AIM OF THE EXERCISE —
Return a copy of every line in the records that includes the word "clad".
***
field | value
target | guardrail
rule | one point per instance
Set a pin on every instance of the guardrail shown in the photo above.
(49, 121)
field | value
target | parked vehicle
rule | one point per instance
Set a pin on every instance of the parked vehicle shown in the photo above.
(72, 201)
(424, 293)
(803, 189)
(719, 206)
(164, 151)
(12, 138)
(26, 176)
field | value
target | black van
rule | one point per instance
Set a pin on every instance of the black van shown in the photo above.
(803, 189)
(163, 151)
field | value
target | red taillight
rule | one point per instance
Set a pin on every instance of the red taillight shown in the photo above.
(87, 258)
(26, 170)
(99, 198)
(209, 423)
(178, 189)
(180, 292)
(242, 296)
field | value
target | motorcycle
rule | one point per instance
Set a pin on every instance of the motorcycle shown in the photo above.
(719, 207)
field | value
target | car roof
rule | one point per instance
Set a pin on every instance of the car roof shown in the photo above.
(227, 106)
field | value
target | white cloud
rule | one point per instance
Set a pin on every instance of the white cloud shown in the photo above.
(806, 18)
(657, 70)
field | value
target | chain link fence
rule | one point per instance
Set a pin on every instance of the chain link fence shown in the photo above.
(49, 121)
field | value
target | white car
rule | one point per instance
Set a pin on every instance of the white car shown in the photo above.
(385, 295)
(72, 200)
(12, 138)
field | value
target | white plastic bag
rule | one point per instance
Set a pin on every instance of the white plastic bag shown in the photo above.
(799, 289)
***
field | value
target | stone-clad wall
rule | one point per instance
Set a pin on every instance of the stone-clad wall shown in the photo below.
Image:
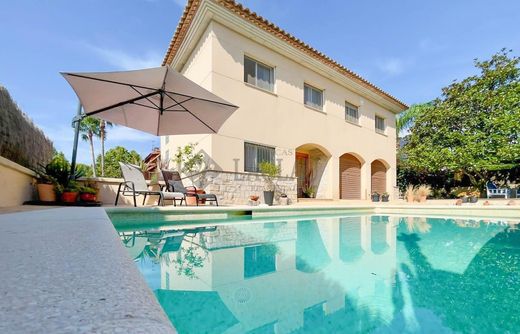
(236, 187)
***
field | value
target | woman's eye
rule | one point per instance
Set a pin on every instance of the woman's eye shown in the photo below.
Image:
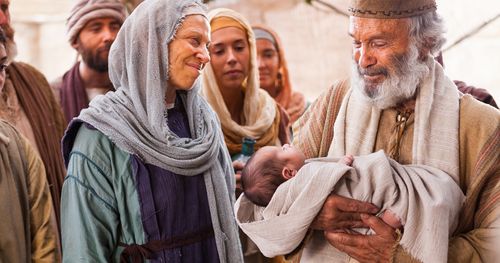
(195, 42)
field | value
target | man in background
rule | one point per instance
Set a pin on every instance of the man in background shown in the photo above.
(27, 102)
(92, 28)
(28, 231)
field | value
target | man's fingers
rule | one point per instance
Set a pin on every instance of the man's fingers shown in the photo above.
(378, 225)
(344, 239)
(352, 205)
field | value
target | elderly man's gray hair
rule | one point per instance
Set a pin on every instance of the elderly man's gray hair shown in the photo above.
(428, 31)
***
OUTPUT OF THE TASK —
target | stone-clad wall
Set a pin on every instance of the stone-clad wall shown in the photo below.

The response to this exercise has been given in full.